The records that follow must be repeated verbatim, every one of them.
== RECORDS SHOWN
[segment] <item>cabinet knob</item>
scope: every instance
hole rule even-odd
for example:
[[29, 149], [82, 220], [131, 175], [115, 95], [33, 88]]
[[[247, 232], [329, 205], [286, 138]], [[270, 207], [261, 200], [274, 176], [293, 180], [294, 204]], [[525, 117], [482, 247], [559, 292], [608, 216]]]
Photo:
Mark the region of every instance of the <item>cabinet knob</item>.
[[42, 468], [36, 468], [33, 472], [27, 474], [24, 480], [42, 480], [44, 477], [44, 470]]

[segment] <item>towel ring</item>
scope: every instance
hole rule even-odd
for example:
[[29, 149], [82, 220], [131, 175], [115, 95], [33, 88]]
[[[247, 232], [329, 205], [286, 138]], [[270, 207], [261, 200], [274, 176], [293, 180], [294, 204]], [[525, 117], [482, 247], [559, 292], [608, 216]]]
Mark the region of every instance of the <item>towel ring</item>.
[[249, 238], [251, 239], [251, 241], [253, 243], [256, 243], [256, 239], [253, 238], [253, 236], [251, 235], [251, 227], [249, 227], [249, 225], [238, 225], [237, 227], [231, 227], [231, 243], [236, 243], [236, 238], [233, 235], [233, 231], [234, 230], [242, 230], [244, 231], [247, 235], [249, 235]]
====
| COMPLETED EXERCISE |
[segment] <item>cabinet knob</item>
scope: every instance
hole rule even-odd
for example:
[[29, 149], [82, 220], [131, 175], [115, 95], [33, 88]]
[[[247, 232], [329, 205], [286, 138]], [[270, 207], [261, 200], [274, 176], [293, 180], [294, 204]], [[525, 117], [482, 247], [559, 292], [608, 216]]]
Photo:
Mark the region of every instance of the <item>cabinet knob</item>.
[[42, 468], [36, 468], [33, 472], [27, 474], [24, 480], [42, 480], [44, 477], [44, 470]]

[segment] <item>towel ring</item>
scope: every instance
hole rule even-odd
for example:
[[29, 149], [82, 220], [131, 175], [115, 95], [33, 88]]
[[[247, 232], [329, 205], [286, 138]], [[270, 207], [261, 200], [274, 176], [293, 180], [294, 204]], [[525, 117], [482, 247], [559, 292], [608, 216]]]
Mark the region of every instance of the <item>towel ring</item>.
[[249, 238], [251, 239], [251, 241], [253, 243], [256, 243], [256, 239], [253, 238], [253, 236], [251, 235], [251, 227], [249, 227], [249, 225], [238, 225], [237, 227], [231, 227], [231, 243], [236, 243], [236, 238], [233, 235], [233, 231], [234, 230], [242, 230], [244, 231], [247, 235], [249, 235]]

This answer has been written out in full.